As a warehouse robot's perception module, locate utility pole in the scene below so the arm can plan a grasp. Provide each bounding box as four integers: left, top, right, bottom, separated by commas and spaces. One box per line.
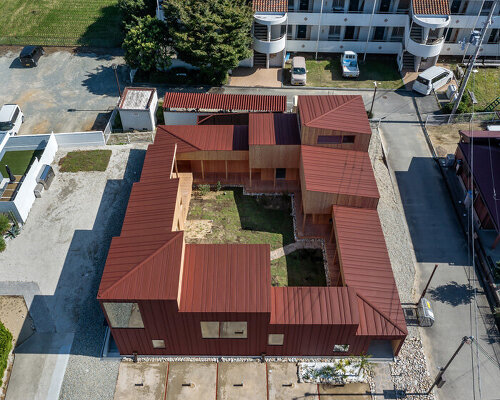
416, 264, 438, 305
449, 0, 498, 120
369, 82, 378, 117
427, 336, 473, 394
112, 64, 121, 98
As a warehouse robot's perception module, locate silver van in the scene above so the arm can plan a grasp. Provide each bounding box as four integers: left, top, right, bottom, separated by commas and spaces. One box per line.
412, 66, 453, 95
291, 57, 307, 86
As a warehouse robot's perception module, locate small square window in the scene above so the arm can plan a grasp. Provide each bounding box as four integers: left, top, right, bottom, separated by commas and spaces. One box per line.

----------------------------------------

What is required: Start at the top line above and repeat the records verbatim, leaving images out.

Finished exercise:
As a warehouse robot's perception module, locate utility pole in the scene below so the arm can plan a grasp. Provide each bounding box as four integers: left, top, right, bottom, separated by commas and spaces. One box per line.
416, 264, 438, 305
449, 0, 498, 120
369, 82, 378, 117
427, 336, 473, 394
112, 64, 121, 98
As a warehouse robot's perception module, locate silver van in the scene above so the arm can plan a grasp. Provide each bounding box as four integers: left, top, right, bottom, separated by commas and spaces. One box per line.
412, 66, 453, 95
291, 57, 307, 86
As a warehouse robot's perception module, locate small square window in the scene above so the arm can plan a grasp. Provide each bounding box as four integers: left, top, right, bottom, separated by commas and spaces. One box per line.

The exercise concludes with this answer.